### [Required task]
Please rewrite the records from the line containing "Where can you find the shirt collar?" through the end of the records, swapping "dark beard" for "black beard" and changing nothing else.

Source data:
____

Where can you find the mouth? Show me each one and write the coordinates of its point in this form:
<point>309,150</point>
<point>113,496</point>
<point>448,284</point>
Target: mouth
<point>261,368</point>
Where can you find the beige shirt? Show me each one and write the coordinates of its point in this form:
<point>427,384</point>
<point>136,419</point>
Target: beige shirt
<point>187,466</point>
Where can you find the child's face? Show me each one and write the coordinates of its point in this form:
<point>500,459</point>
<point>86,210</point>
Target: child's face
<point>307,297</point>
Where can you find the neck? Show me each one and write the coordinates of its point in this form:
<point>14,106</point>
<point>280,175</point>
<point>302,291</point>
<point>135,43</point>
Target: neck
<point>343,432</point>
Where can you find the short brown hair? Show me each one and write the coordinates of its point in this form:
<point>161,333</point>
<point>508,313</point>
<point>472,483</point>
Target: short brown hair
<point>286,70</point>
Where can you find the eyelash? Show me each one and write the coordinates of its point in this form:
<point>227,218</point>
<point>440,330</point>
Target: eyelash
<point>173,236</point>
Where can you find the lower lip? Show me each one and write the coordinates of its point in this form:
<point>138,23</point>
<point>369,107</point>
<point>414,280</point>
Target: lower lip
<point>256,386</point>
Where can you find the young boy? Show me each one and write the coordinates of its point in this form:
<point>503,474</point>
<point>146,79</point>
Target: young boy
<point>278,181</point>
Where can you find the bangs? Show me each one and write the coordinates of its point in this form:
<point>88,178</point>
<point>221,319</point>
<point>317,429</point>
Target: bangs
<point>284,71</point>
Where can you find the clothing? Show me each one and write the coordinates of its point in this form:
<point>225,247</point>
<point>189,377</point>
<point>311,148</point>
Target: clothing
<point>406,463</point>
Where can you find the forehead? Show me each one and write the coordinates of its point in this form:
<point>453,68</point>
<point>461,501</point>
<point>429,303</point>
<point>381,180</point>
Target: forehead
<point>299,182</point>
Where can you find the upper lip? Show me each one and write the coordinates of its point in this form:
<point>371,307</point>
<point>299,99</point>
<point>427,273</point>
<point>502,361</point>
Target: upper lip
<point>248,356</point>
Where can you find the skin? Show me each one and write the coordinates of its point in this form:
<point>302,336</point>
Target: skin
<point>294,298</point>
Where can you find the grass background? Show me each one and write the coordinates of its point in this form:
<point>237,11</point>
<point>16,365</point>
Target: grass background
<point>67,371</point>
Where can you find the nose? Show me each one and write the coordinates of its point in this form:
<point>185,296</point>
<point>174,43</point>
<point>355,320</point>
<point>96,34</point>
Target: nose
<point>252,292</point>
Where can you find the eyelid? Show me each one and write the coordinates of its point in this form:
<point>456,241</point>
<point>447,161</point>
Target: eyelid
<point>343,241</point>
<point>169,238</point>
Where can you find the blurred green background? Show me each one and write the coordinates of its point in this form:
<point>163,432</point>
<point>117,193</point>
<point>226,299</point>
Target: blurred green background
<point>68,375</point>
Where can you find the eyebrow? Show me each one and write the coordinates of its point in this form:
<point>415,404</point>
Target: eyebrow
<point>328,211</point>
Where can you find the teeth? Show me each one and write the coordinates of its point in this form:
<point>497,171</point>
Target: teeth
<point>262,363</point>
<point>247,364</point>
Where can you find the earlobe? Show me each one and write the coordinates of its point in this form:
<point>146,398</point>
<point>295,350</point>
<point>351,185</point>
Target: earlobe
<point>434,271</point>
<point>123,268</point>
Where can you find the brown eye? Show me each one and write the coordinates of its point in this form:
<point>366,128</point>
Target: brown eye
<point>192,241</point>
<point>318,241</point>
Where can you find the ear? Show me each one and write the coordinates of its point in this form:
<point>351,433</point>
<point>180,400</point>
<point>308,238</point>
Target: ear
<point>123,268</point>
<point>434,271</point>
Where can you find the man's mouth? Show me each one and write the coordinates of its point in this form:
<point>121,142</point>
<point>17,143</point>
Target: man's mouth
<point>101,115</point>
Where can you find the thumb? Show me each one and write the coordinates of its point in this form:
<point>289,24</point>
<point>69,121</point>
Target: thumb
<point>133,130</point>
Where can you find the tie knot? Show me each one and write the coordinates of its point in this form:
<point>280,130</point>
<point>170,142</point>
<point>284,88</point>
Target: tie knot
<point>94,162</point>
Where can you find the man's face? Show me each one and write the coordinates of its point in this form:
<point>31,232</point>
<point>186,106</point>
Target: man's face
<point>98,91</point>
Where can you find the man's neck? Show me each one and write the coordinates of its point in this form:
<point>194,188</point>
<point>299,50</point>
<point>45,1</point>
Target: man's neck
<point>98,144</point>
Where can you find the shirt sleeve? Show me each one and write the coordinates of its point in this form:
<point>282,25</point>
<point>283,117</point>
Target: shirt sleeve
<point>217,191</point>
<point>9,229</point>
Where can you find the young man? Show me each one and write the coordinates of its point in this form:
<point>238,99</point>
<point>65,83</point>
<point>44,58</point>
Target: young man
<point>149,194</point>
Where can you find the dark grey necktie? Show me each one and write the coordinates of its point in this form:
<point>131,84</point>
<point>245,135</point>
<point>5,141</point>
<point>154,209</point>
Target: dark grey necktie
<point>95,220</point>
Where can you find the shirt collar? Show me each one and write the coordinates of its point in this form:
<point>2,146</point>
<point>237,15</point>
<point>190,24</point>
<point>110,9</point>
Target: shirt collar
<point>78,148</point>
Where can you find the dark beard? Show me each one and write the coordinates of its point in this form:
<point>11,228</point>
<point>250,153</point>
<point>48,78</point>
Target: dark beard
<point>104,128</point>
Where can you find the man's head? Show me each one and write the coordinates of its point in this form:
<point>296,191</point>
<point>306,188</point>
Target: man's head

____

### [Final result]
Where can you find the shirt collar? Show me each one and write the coordinates of its point in this form:
<point>2,146</point>
<point>237,15</point>
<point>190,24</point>
<point>110,9</point>
Target: shirt collar
<point>78,148</point>
Where can you find the black beard? Show me each one and write the coordinates of its point in this form:
<point>11,228</point>
<point>250,153</point>
<point>48,78</point>
Target: black beard
<point>104,128</point>
Where can you find the man's head? Show me each one and write the coordinates of its point in this form:
<point>296,191</point>
<point>306,188</point>
Target: man's head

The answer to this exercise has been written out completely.